"Der Jakobsweg kostet Kraft und gibt Kraft"
Alex Kretz und Rudi Kramer berichten bei der Kolpingsfamilie über den Pilgerweg Mosel-Camino.

Mühlhausen. (RNZ) Fünfzehn Jahre lang waren die Pilgerfreunde Alex Kretz und Rudi Kramer auf Pilgerwegen durch halb Europa unterwegs: Spanien, Schweiz, Frankreich, Österreich, Italien. "Warum denn in die Ferne schweifen?" so lautete das Motto in den vergangenen drei Jahren. So war man 2019 auch auf dem Mosel-Jakobsweg unterwegs. Auf Einladung der Kolpingsfamilie Mühlhausen präsentierten die beiden Pilger kürzlich ihre Eindrücke in Wort und Bild vor zahlreich erschienenem Publikum in der Bernhardushalle.
"Der rund 160 Kilometer lange Jakobsweg bietet für Pilger und Wanderer gleichermaßen eine wunderbare Gelegenheit für eine Auszeit", so Rudi Kramer. "Zwischen Koblenz und Trier kann der Pilger inmitten eines der bekanntesten Weinbaugebiete Deutschlands eine wunderbare Vielfalt genießen."

Da wären zunächst die mittelalterlichen Schlösser und Burgen, die altehrwürdigen Klöster und Kirchen, die den Blick auf sich ziehen, wie auch das Moseltal mit seinen steilen Weinberghängen und den vielen kleinen Weindörfern mit ihren idyllischen Ortskernen, die man während des Unterwegsseins passiert.
Auf angenehmen, teils steilen, aber gut begehbaren Pfaden abwechselnd durch den Hunsrück und die Eifel komme nicht nur der Naturliebhaber und Wanderbegeisterte auf seine Kosten. "Über die Hügel zwischen den Moselschleifen lässt der Weg nicht einen Höhenmeter aus – insgesamt sind es 4800 Höhenmeter." Auch kulturell Interessierte staunen, welche historischen Höhepunkte die moselländische Region zu bieten hat.

• _Datenzeilen_
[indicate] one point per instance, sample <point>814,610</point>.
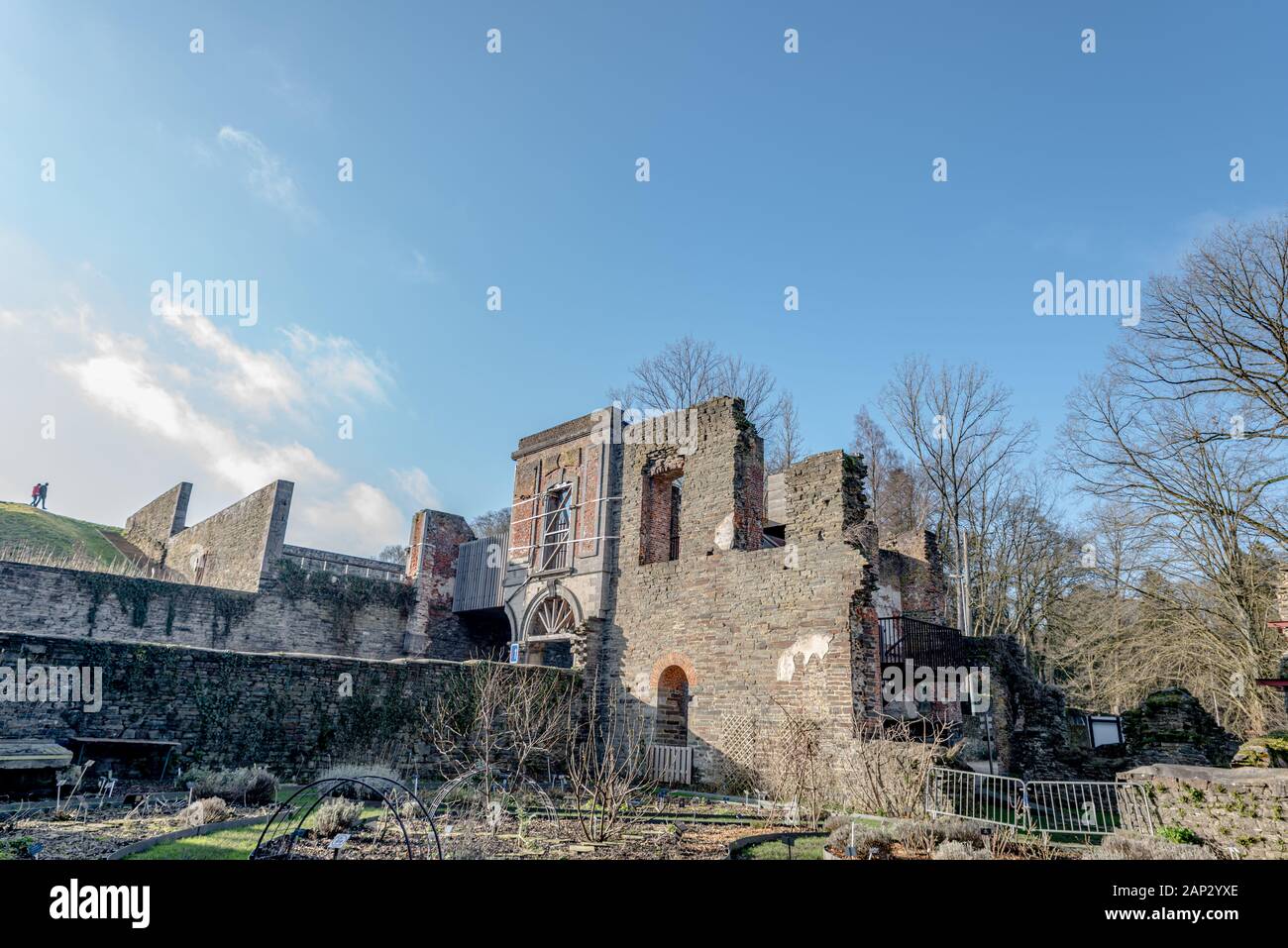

• _Übungsaufgabe A_
Beantworten Sie anhand des Textes über den Mosel-Jakobsweg die folgenden Fragen:
(i) Wie viele Jahre lang waren Alex Kretz und Rudi Kramer auf Pilgerwegen durch halb Europa unterwegs?
(ii) Zwischen welchen beiden Städten verläuft der Weg?
(iii) Wie viele Höhenmeter umfasst der Weg insgesamt?
• _Übungsaufgabe B_
Setzen Sie den Text über den Mosel-Jakobsweg mit einem kurzen Absatz fort.

• _Richtige Antwort A_
(i) Fünfzehn Jahre lang.
(ii) Zwischen Koblenz und Trier.
(iii) Insgesamt 4800 Höhenmeter.

• _Richtige Antwort B_
"Wer also körperliche Herausforderungen nicht scheut, gerne die Natur genießt, am Rande ein wenig über Kultur und Geschichte erfahren möchte und auch die Einkehr in einer gemütlichen Kneipe liebt, ist hier garantiert richtig," so die Erfahrung der beiden Pilger. Auf den beschaulichen Wegen machen die Pilger ihre ganz persönlichen Erfahrungen. Da ist zum einen die Stille am frühen Morgen. "Die Stille ist ja in der heutigen Zeit ein Luxus geworden. Sie ist Mangelware in einer Welt, die ständig neue Reize liefert", stellen die beiden Pilgerfreunde fest. Hoch über der Mosel sei man ganz von dieser Stille umgeben, die innere Ruhe stelle sich ein, mache achtsam. Dabei werde auch klar, wie schwierig es ist, zu dieser Stille zu kommen, durch die das Leben reicher wäre.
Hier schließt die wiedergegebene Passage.